Bir etiketleme derlemesinden öğeler
== == ==
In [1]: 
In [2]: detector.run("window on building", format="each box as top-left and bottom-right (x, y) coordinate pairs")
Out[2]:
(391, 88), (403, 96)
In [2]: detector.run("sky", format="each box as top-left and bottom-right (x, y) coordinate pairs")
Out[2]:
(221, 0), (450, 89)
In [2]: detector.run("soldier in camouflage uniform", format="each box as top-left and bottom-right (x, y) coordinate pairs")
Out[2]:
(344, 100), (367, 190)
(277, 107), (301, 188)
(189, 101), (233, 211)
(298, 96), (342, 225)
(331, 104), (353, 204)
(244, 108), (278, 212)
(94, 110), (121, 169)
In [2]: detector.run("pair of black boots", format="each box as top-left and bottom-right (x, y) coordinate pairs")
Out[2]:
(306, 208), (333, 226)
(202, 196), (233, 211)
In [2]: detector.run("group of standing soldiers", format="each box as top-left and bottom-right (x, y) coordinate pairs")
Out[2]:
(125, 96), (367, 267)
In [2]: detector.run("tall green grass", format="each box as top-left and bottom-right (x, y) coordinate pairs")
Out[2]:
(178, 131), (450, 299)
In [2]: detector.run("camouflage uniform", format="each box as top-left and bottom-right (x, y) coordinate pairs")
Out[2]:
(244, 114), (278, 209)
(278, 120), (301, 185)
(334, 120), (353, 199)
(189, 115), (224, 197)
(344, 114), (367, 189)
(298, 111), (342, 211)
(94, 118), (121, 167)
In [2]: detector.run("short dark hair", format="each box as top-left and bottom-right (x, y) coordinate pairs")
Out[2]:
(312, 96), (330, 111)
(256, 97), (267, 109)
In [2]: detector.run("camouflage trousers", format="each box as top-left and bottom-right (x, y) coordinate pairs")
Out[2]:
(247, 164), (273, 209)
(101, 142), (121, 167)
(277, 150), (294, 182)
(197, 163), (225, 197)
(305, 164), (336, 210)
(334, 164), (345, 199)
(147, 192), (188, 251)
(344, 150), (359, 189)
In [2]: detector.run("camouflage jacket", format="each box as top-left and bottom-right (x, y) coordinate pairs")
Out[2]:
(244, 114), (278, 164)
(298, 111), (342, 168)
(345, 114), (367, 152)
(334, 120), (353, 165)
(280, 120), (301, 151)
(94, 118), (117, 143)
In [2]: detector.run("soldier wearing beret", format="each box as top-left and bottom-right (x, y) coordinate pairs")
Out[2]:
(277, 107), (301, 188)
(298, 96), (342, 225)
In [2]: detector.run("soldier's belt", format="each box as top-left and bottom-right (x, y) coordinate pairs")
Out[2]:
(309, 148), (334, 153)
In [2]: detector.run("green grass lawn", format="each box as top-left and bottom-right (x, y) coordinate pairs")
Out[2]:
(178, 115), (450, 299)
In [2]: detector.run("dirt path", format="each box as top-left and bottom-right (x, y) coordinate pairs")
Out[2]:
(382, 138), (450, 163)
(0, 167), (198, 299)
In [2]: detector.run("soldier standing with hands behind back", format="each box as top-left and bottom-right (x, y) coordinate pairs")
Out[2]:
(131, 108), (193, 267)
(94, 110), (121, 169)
== == ==
Yukarıdaki öğelerin tüm satırlarını, boş satırları dışarıda bırakarak, her satır ayrı bir dize olacak şekilde bir JSON listesine dönüştürün.

[
  "In [1]: ",
  "In [2]: detector.run(\"window on building\", format=\"each box as top-left and bottom-right (x, y) coordinate pairs\")",
  "Out[2]:",
  "(391, 88), (403, 96)",
  "In [2]: detector.run(\"sky\", format=\"each box as top-left and bottom-right (x, y) coordinate pairs\")",
  "Out[2]:",
  "(221, 0), (450, 89)",
  "In [2]: detector.run(\"soldier in camouflage uniform\", format=\"each box as top-left and bottom-right (x, y) coordinate pairs\")",
  "Out[2]:",
  "(344, 100), (367, 190)",
  "(277, 107), (301, 188)",
  "(189, 101), (233, 211)",
  "(298, 96), (342, 225)",
  "(331, 104), (353, 204)",
  "(244, 108), (278, 212)",
  "(94, 110), (121, 169)",
  "In [2]: detector.run(\"pair of black boots\", format=\"each box as top-left and bottom-right (x, y) coordinate pairs\")",
  "Out[2]:",
  "(306, 208), (333, 226)",
  "(202, 196), (233, 211)",
  "In [2]: detector.run(\"group of standing soldiers\", format=\"each box as top-left and bottom-right (x, y) coordinate pairs\")",
  "Out[2]:",
  "(125, 96), (367, 267)",
  "In [2]: detector.run(\"tall green grass\", format=\"each box as top-left and bottom-right (x, y) coordinate pairs\")",
  "Out[2]:",
  "(178, 131), (450, 299)",
  "In [2]: detector.run(\"camouflage uniform\", format=\"each box as top-left and bottom-right (x, y) coordinate pairs\")",
  "Out[2]:",
  "(244, 114), (278, 209)",
  "(278, 120), (301, 185)",
  "(334, 120), (353, 199)",
  "(189, 115), (224, 197)",
  "(344, 114), (367, 189)",
  "(298, 111), (342, 211)",
  "(94, 118), (121, 167)",
  "In [2]: detector.run(\"short dark hair\", format=\"each box as top-left and bottom-right (x, y) coordinate pairs\")",
  "Out[2]:",
  "(312, 96), (330, 111)",
  "(256, 97), (267, 109)",
  "In [2]: detector.run(\"camouflage trousers\", format=\"each box as top-left and bottom-right (x, y) coordinate pairs\")",
  "Out[2]:",
  "(247, 164), (273, 209)",
  "(101, 142), (121, 167)",
  "(277, 150), (294, 182)",
  "(197, 163), (225, 197)",
  "(305, 164), (336, 210)",
  "(334, 164), (345, 199)",
  "(147, 192), (188, 251)",
  "(344, 150), (359, 189)",
  "In [2]: detector.run(\"camouflage jacket\", format=\"each box as top-left and bottom-right (x, y) coordinate pairs\")",
  "Out[2]:",
  "(244, 114), (278, 164)",
  "(298, 111), (342, 168)",
  "(345, 114), (367, 152)",
  "(334, 120), (353, 165)",
  "(280, 120), (301, 151)",
  "(94, 118), (117, 143)",
  "In [2]: detector.run(\"soldier wearing beret\", format=\"each box as top-left and bottom-right (x, y) coordinate pairs\")",
  "Out[2]:",
  "(277, 107), (301, 188)",
  "(298, 96), (342, 225)",
  "In [2]: detector.run(\"soldier's belt\", format=\"each box as top-left and bottom-right (x, y) coordinate pairs\")",
  "Out[2]:",
  "(309, 148), (334, 153)",
  "In [2]: detector.run(\"green grass lawn\", format=\"each box as top-left and bottom-right (x, y) coordinate pairs\")",
  "Out[2]:",
  "(178, 115), (450, 299)",
  "In [2]: detector.run(\"dirt path\", format=\"each box as top-left and bottom-right (x, y) coordinate pairs\")",
  "Out[2]:",
  "(382, 138), (450, 163)",
  "(0, 167), (198, 299)",
  "In [2]: detector.run(\"soldier standing with hands behind back\", format=\"each box as top-left and bottom-right (x, y) coordinate pairs\")",
  "Out[2]:",
  "(131, 108), (193, 267)",
  "(94, 110), (121, 169)"
]